Horses, muses, stream, give, give.

4.28.2007

...meanwhile, the horserace (or turtle race) continues...

7


On the prehistoric spine of Providence
spring trees branch white
with tiny flowerets. Intricate
clouds come down to earth. Once


each April, all the young trees
are almond-shaped. The almond
blooms in winter snow (the round
year interrupted so) and so precedes


the Palio. And so the Palio proceeds -
one horse (the last) sets a race in motion.
Pegasus, molding the Hippocrene fountain,
is pattern for these hill-town cavalcades.


Anxious against the rope the jockeys
plunge their steed-necks; hair's-breadth
will determine (after all the breath-
less muttered dickering) who hoists Mary's


flickering image in the Campo once again.
Meanwhile trees whisper a different course
(I remember small purple-white magnolias
in the courtyard beside the Franciscan


chapel, at the edge of a cliff-like wall).
They hold their places, swaying in the wind.
Sap rises slowly, tuned to long sorrow, blind
adoration. Slowly, lowly... (like a turtle's call).
Wrote this simple poem after listening (for the first time) to Mstislav Rostropovich playing Bach for solo cello. Good music for a cruel April.

My kind, friendly neighbor across the street, whose nephew died at V. Tech the week before, passed away suddenly in his sleep on Thursday night. A loss to my neighborhood (not to mention another severe blow to this family).

4.25.2007

Robert Archambeau writes a chipper report on Brit Poetry Wars in the Chicago Review. But the debate between Wilkinson & Riley over poetry/politics - Riley's critique of what seems to be a bent toward Language-purism and hands-off politics, stemming from a failure to distinguish between the two (poetry & politics) - well, this sounds like an echo of old debates on the Buffalo Poetics List of 10 years ago. Can't we get beyond these parameters somehow? Of course, British authors have a knack for saying whatever they say very authoritatively ("ne'er so well express'd")...

= TASKS FOR THIS EXERCISE =
[a] Decide whether each statement below agrees with the poetry journal entries above, answering yes or no and quoting the deciding words of the entries: (i) the poem was written after hearing Mstislav Rostropovich play Bach for solo cello; (ii) the neighbor across the street died in an accident; (iii) Robert Archambeau's report on Brit Poetry Wars appears in the Chicago Review.
[b] Carry the poetry journal entries forward, starting right after their final sentence.

= DATA SUPPLIED =
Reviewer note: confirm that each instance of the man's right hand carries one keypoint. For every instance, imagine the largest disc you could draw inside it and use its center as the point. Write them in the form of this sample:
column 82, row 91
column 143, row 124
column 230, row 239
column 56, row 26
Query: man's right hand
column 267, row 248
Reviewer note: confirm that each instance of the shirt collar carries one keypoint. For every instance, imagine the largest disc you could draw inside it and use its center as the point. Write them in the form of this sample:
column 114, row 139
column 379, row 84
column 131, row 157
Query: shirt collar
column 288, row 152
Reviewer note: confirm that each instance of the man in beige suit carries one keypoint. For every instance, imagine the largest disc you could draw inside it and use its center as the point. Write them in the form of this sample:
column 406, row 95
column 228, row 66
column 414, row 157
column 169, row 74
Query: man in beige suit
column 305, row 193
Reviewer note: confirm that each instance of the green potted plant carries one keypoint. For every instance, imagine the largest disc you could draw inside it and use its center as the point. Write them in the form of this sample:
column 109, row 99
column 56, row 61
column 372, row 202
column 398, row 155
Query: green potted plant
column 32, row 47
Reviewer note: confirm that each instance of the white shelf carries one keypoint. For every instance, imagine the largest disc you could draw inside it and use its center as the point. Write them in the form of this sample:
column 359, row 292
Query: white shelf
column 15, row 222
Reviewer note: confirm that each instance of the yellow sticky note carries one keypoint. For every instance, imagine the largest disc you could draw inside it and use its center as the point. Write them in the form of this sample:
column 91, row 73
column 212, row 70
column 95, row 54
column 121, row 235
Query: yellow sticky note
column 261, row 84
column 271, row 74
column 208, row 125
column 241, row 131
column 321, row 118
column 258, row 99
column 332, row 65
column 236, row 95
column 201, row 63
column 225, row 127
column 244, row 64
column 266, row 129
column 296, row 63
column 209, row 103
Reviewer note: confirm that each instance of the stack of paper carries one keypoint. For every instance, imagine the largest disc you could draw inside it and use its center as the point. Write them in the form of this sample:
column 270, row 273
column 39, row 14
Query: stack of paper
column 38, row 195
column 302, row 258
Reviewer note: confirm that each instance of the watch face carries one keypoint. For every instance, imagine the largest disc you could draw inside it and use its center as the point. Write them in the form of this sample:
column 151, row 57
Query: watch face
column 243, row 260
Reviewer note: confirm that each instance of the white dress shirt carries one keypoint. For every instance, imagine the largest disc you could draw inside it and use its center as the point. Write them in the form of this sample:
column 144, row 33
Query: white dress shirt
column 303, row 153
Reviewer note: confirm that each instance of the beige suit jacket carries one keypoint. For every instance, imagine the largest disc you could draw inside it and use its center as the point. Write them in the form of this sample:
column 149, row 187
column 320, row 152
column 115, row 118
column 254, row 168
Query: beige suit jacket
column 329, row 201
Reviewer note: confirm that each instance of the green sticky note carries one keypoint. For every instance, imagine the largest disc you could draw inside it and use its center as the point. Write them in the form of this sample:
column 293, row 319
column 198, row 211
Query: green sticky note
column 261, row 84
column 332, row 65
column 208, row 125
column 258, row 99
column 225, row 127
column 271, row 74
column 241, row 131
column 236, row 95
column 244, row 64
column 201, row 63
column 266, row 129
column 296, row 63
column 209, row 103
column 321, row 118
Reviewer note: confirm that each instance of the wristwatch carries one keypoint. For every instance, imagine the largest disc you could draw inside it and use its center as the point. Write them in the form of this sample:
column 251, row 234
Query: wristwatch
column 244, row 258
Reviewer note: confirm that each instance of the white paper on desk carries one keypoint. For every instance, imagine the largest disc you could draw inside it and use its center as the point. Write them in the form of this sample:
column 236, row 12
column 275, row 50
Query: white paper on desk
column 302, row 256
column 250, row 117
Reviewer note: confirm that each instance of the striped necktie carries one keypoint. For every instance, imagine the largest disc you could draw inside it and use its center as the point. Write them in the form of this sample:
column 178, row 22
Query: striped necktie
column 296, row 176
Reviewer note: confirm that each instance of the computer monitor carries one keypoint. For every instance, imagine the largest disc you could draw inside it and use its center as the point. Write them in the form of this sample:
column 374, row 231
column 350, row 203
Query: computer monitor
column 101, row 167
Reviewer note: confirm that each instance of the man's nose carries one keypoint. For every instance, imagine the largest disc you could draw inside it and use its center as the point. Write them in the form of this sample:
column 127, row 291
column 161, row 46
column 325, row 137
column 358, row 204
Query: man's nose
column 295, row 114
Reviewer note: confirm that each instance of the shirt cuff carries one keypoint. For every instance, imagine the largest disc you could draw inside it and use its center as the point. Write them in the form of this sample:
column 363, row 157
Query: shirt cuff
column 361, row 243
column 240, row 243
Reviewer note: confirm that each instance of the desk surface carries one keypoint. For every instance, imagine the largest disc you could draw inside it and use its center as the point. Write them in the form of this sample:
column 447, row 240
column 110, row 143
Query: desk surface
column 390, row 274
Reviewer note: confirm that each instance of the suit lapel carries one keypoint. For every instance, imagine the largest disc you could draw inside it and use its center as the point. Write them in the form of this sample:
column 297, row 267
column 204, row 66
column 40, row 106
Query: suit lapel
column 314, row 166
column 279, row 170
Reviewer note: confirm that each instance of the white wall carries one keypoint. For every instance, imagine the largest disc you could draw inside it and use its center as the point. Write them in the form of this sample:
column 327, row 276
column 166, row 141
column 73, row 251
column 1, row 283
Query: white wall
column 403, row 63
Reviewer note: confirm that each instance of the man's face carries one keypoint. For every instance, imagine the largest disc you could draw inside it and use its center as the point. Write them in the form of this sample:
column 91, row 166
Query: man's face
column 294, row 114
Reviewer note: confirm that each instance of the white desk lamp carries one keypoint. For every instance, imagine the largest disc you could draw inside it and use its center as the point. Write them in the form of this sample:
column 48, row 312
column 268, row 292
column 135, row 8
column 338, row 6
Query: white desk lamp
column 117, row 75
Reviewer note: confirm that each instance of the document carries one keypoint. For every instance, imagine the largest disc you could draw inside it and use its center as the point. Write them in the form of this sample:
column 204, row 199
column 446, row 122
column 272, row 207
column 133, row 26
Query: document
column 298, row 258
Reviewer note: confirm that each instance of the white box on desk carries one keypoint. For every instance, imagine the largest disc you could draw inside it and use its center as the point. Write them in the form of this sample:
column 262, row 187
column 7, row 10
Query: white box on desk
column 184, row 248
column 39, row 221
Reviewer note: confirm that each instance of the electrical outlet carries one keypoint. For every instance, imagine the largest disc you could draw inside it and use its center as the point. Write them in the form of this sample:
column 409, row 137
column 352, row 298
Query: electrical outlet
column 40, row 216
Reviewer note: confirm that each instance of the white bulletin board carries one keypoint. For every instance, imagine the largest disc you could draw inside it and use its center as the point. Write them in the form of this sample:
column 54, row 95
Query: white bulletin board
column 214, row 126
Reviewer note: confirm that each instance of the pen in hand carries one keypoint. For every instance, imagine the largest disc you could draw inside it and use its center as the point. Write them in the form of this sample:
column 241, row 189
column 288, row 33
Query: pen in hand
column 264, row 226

= TASK-BY-TASK RESULTS =
[a]
(i) Yes: "Wrote this simple poem after listening (for the first time) to Mstislav Rostropovich playing Bach for solo cello."
(ii) No: "passed away suddenly in his sleep on Thursday night."
(iii) Yes: "Robert Archambeau writes a chipper report on Brit Poetry Wars in the Chicago Review."

[b]
It seems like a continual re-statement of basics (though I pretty much agree with Riley's position). No, aesthetics is not politics, nor vice versa. No, poetry is not only a purification rite for a particular stream of left-religion (though it may be for some people). No, poetry in general, or particular "schools" of same, will not save us from capitalism, global warming, war, etc. (though particular poems might help).

Most poetry expresses shared values & trends of the moment; thus the "poetry wars" on various continents reflect ideological fractures in the cultural/intellectual spheres of the time. I think the aim of the poet (or dramatist or novelist), however, is to dig deeper : without surrendering fundamental principles, to find shared (if unacknowledged) ground, and to provide models of reconciliation.

4.23.2007

I'm on jury duty this week, so blogging will be minimal. Here's another scribble for Fontegaia chapt. 2 :

6


The swelling crowd fills the Campo-conch
like the roar of the sea - contrada banners
swoop and flutter, sailing - glory to Siena!
Horses, horsemen jostle in the cinch


of the lead-rope - twilight inches forward
from the bell-tower - the tenth horse
starts his run... the race is on (hoarse
cries of rival jockeys, lashes of calf-pud).


Peacock rivalry, testosterone.
O vain people! Chasing a bloody rag
around the haybales (for a brag).
This is about the poets (non-Verona).


You hold the key to the highway, cowboy
(sucking your pacifier). It's cold
in the mountains (iron manifold) -
where snow locks up the almond eye


in a hexagon of exempla - where the race
wheels around a cast-off labyrinth
and the frothing beast (ninth
horse of the Apocalypse) reflects your face.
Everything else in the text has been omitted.